REQUIRED ACTION → Pull every line with "return" from the data below and copy it.

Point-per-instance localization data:

──────

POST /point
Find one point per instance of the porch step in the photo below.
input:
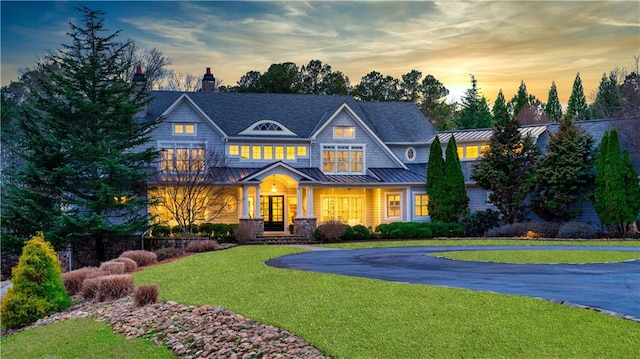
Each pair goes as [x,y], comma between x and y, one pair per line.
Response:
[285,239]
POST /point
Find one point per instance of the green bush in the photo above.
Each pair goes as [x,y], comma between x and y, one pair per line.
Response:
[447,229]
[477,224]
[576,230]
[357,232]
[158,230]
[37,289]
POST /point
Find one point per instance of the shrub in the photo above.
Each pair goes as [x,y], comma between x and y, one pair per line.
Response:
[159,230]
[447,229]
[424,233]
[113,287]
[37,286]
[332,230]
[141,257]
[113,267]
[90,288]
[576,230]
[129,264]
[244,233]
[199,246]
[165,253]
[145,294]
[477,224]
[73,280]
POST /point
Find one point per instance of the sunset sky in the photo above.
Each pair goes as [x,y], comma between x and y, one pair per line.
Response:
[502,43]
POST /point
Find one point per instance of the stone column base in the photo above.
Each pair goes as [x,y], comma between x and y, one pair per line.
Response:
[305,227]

──────

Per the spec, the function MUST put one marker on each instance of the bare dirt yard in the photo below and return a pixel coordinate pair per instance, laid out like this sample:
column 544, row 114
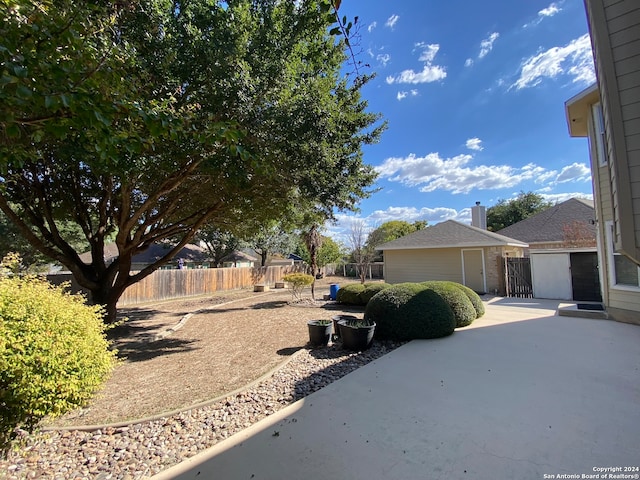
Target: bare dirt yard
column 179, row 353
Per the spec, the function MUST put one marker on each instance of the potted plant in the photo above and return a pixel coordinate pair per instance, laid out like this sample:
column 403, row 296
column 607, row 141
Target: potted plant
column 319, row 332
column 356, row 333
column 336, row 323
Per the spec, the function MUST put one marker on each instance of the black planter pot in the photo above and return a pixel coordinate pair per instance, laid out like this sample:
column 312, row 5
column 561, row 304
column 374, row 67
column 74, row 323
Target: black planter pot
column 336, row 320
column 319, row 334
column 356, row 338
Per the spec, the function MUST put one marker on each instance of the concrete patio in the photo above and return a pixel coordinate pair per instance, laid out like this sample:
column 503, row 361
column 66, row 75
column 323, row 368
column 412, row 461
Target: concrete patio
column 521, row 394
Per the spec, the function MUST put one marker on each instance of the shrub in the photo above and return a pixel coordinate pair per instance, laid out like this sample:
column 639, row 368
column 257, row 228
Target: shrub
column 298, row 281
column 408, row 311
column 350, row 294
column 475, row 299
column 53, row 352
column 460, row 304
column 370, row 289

──────

ANSWER TO THE PROBLEM →
Per the spec, the function MUST put one marker on each instance of the bare dirt yard in the photo below and return a pixel coordinate pair per instance, laid out like this sample:
Per the spec, the function MUST put one marker on each instance of the potted plant in the photo above and return a pixel coordinate pair per instance, laid out like this sample:
Per the spec, the function MUST put one marker on each instance of the black planter pot in the photo above and return a pixel coordinate pair per instance, laid out like this sample:
Per the spec, the function MUST put one marker on each instance of the concrete patio in the photo above and return a pixel coordinate pair per instance, laid out like this sample:
Per the spec, the function MUST put one marker on each instance of the shrub in the photo above and return a pixel coordinate pair per instance, laid out like this sample:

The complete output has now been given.